### Task requirements
Scan the lines below for "hair"; report the number of lines that contain it, and only that.

========

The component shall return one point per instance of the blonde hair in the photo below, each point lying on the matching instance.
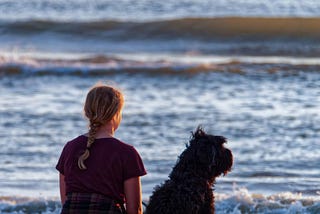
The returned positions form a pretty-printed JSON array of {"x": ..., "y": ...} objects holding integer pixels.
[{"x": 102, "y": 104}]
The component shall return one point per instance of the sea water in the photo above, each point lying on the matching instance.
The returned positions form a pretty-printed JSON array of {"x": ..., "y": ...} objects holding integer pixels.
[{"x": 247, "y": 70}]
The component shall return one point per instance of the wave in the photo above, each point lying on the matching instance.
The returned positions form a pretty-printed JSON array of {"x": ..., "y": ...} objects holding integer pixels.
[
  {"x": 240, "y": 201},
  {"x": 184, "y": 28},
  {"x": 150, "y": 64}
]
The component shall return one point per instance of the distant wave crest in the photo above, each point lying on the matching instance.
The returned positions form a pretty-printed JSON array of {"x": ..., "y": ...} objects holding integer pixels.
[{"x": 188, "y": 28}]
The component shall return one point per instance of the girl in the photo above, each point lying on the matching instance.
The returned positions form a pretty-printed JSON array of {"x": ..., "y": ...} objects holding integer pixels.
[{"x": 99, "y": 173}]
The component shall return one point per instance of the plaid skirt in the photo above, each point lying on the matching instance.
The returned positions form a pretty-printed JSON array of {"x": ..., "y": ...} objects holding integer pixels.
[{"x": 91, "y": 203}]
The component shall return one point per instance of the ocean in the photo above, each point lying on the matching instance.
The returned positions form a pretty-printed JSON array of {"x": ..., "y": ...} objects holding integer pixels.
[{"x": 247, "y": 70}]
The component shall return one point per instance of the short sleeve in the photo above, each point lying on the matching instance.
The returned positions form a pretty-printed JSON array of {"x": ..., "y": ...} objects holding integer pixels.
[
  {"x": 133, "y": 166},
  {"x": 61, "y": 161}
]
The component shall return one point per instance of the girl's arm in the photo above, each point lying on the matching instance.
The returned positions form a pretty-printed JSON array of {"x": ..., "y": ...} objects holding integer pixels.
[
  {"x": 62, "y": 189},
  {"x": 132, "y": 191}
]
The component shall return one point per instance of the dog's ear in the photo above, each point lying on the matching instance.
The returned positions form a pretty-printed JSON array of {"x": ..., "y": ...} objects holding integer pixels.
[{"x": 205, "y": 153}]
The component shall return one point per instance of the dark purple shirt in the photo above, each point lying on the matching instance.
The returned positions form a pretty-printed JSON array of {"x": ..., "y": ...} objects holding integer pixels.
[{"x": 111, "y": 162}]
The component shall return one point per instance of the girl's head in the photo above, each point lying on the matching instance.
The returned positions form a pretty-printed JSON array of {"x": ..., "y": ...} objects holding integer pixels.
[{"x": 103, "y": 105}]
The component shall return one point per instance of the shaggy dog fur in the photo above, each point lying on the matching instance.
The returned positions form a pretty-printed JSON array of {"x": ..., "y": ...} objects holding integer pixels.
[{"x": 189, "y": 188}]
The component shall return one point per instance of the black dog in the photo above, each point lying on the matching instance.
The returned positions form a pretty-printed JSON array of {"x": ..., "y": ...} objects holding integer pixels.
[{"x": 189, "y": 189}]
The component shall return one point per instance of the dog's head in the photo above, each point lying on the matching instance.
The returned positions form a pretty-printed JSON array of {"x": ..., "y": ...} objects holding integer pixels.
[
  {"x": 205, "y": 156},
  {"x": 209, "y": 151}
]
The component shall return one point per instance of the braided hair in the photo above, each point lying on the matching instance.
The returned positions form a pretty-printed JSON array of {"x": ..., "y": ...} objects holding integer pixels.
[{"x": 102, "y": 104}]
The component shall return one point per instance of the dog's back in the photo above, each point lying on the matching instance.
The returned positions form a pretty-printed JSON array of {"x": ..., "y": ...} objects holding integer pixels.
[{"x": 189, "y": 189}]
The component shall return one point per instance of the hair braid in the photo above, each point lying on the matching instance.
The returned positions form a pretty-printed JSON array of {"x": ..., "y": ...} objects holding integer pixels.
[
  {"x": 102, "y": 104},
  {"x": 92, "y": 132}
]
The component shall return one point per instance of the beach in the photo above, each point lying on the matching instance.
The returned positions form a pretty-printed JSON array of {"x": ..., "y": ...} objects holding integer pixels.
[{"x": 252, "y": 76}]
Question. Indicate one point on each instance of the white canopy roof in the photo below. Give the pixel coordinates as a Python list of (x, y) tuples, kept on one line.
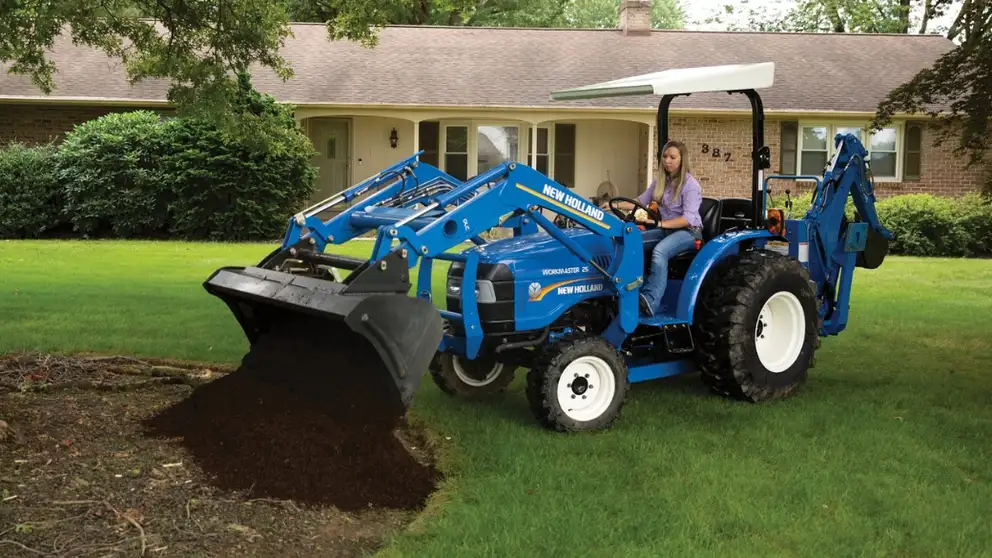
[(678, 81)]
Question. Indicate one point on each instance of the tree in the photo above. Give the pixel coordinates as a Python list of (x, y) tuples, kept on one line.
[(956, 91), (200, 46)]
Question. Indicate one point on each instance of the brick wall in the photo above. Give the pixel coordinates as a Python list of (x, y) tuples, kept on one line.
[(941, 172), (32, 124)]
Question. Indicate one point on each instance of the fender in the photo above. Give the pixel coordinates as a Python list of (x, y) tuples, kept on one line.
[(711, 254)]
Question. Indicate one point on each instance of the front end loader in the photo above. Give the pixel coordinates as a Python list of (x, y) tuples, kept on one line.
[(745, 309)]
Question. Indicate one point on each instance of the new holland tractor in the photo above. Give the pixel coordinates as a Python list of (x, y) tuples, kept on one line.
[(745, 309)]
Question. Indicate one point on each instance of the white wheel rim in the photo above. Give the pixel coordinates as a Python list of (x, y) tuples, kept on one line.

========

### Answer section
3